• What you have to do: Set down everything in the piece on reading with a Kindle from "Sample chapters on" down to "I download that.", word for word.

• Selected excerpt:

Sample chapters on the Kindle

I love the ability to download free sample chapters for my Kindle — when I see a review or even just a mention of an unknown book (for example, on Quora or on Goodreads), I first go to Amazon to check out the reader reviews. If the book has four stars or more, I will scan a few of the reviews. If it seems I might like the book, and a free sample for the Kindle is available, I download that.

On the Kindle, I made a collection called “Samples.” I move all the samples into that collection, and I don’t read them until I’m casting about for the next novel to read. I have discovered some wonderful novels this way, including the amazing Wolf Hall, by Hilary Mantel (about more later, in another post).

Reading marathon: Cutting for Stone

Ten days in Lombok, a Kindle, and Abraham Verghese’s novel, Cutting for Stone: bliss. I haven’t been this enraptured by sheer storytelling since, maybe, The Kite Runner. Somehow the exotic setting (Addis Ababa, Ethiopia) made me recall the palpable sense of place in The Kite Runner, even though Khaled Hosseini’s Afghanistan does not overtly resemble Verghese’s Ethiopia. I think it was my full immersion in the characters’ lives in this foreign place that made me connect the two reading experiences.

There’s one disappointment for me, and oddly, it comes from the obsessive attention paid to the operation known as “cutting for stone” in Neal Stephenson’s Baroque Cycle, books which could hardly be more different from Verghese’s. At the end of book 2, I think it was, our Daniel Waterhouse is “cut for the stone,” and we are not sure whether he will survive it. This comes after much pain and considerably more talk about urination than I have ever read in any other book.

• Entries provided:
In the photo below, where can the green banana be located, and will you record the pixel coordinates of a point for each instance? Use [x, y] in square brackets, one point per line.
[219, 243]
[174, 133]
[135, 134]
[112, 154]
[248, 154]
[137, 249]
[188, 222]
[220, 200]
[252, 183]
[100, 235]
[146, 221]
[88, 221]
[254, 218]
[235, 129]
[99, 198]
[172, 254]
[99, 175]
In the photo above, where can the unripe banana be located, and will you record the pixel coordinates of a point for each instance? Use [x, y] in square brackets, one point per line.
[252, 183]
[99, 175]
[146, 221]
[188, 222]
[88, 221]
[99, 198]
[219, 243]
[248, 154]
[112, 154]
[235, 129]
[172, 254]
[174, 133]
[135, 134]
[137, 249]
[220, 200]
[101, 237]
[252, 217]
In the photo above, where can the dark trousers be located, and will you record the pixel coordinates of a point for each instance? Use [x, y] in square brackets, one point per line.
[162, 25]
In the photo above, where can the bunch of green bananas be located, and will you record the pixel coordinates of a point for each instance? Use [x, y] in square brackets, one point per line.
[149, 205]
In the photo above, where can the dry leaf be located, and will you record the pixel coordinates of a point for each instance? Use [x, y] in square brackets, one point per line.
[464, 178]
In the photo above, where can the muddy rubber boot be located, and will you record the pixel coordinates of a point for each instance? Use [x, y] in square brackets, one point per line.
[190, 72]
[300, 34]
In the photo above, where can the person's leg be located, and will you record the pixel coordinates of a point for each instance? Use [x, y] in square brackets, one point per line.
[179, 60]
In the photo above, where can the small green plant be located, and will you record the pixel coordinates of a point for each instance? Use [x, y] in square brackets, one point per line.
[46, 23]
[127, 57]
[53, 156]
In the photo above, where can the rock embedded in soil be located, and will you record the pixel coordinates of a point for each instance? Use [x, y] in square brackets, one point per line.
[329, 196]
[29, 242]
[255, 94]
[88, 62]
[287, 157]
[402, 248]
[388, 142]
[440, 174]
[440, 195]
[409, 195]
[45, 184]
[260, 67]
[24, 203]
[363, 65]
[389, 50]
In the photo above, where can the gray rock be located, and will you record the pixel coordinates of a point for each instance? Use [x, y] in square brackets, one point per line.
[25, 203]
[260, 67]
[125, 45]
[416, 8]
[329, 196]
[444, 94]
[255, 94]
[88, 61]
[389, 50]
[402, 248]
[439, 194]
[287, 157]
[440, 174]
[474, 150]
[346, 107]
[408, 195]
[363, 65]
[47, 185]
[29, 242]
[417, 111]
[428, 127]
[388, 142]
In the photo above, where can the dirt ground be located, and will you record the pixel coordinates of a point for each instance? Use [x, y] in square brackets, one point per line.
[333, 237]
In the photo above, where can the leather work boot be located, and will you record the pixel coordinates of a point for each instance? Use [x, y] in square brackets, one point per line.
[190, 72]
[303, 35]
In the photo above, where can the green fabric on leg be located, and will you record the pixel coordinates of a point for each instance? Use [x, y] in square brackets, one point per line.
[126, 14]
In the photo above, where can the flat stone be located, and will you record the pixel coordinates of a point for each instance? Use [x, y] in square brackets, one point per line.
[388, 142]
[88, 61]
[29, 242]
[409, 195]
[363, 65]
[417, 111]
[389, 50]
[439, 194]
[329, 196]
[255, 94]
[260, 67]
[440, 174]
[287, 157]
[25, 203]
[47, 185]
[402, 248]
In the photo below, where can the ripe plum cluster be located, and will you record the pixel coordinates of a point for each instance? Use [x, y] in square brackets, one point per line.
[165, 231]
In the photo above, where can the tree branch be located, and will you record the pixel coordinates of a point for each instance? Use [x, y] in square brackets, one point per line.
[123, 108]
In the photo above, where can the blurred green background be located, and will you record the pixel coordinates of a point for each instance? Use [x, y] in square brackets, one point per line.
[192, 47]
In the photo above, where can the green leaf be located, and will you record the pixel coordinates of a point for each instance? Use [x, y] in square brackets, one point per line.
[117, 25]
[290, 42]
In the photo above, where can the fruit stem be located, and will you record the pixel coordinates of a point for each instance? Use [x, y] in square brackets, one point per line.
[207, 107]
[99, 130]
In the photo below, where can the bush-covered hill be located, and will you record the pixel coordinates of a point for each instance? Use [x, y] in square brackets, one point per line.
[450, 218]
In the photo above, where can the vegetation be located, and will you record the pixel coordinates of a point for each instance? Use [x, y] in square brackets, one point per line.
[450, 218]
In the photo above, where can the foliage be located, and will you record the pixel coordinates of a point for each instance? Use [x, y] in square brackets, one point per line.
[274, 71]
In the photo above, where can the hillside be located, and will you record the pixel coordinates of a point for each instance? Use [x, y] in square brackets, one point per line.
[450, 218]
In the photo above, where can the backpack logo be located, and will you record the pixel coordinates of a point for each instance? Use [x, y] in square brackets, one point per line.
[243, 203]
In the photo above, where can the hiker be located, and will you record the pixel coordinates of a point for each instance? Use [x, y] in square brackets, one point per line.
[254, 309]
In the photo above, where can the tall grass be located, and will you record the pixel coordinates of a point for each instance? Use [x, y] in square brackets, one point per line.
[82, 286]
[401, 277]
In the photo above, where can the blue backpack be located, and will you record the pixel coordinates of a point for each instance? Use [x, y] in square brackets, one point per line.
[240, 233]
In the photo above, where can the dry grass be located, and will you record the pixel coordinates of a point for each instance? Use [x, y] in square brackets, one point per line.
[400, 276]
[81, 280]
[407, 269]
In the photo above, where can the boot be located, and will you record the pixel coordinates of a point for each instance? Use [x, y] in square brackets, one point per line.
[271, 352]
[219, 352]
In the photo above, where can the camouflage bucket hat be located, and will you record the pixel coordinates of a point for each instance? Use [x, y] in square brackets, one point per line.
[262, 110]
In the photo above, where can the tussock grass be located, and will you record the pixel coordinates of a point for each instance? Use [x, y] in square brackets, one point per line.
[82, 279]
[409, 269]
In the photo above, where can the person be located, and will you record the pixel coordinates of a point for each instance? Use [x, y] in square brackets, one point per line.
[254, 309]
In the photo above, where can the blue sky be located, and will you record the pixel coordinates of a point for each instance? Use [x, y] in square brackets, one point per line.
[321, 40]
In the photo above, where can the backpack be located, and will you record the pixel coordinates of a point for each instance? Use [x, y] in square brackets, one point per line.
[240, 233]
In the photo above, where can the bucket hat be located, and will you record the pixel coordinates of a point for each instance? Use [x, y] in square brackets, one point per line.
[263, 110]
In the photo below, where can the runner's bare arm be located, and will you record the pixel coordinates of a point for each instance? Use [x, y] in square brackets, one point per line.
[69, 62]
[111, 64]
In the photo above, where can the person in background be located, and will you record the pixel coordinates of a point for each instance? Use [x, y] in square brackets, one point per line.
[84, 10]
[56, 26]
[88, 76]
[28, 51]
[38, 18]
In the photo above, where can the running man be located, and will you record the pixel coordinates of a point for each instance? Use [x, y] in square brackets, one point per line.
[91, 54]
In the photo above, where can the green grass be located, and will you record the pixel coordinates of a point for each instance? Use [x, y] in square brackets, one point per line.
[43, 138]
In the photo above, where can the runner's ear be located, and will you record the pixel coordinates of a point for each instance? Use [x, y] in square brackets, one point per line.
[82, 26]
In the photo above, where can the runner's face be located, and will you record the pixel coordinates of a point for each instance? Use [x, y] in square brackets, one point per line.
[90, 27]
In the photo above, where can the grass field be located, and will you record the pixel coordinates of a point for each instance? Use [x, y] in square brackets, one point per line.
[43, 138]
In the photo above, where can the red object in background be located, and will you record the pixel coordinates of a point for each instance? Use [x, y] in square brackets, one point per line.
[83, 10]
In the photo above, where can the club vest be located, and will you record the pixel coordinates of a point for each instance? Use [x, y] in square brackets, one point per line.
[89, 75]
==
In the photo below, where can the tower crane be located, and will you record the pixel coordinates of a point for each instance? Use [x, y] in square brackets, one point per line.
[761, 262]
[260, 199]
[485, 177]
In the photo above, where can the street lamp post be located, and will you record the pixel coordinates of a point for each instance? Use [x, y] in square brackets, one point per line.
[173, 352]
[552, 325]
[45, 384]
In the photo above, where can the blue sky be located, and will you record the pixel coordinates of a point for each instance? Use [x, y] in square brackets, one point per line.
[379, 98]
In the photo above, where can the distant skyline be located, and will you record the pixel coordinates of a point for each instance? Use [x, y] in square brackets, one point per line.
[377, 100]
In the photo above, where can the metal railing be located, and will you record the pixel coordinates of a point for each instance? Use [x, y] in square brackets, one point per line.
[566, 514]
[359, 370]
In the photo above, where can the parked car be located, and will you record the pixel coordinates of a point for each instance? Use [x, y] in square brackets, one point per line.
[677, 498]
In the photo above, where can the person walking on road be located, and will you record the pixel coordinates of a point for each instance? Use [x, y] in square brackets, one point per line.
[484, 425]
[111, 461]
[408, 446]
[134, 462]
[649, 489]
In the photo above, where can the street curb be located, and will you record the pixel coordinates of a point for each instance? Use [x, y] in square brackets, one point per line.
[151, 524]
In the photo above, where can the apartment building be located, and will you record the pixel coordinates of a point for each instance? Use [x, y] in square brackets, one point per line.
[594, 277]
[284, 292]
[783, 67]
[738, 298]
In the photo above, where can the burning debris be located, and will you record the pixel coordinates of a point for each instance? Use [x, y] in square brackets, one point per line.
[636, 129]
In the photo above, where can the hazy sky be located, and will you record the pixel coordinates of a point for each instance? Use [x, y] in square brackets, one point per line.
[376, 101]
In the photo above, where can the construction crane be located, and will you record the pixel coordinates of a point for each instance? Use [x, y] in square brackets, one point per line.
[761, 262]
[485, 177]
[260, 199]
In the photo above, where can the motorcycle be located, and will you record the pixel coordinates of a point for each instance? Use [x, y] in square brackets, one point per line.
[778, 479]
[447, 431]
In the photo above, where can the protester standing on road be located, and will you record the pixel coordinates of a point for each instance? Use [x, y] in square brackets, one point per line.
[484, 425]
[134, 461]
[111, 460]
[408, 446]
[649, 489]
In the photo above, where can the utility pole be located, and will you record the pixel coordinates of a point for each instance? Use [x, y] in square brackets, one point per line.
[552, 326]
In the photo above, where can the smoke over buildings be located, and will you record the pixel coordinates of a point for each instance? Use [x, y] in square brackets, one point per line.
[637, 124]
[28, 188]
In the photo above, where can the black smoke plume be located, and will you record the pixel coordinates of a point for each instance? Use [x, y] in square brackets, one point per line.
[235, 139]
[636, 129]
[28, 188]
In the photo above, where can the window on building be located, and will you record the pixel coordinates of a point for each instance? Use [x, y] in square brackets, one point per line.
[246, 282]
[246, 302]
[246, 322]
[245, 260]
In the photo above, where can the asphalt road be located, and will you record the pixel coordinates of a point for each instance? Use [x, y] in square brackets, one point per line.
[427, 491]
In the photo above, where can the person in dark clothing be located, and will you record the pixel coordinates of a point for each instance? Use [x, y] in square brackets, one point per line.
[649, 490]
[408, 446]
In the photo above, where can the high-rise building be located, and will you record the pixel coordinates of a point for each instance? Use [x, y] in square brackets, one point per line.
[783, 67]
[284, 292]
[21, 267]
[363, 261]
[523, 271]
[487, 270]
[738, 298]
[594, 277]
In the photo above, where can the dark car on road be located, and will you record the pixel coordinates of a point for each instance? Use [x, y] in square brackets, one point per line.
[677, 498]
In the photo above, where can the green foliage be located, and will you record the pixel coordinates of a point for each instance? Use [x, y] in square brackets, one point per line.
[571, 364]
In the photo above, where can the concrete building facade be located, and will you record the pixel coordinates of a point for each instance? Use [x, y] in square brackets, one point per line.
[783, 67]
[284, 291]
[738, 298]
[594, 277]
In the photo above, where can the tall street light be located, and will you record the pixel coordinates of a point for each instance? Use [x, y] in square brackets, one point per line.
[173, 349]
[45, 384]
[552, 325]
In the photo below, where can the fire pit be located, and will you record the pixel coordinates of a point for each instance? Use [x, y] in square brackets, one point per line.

• Written solution:
Sample chapters on the Kindle

I love the ability to download free sample chapters for my Kindle — when I see a review or even just a mention of an unknown book (for example, on Quora or on Goodreads), I first go to Amazon to check out the reader reviews. If the book has four stars or more, I will scan a few of the reviews. If it seems I might like the book, and a free sample for the Kindle is available, I download that.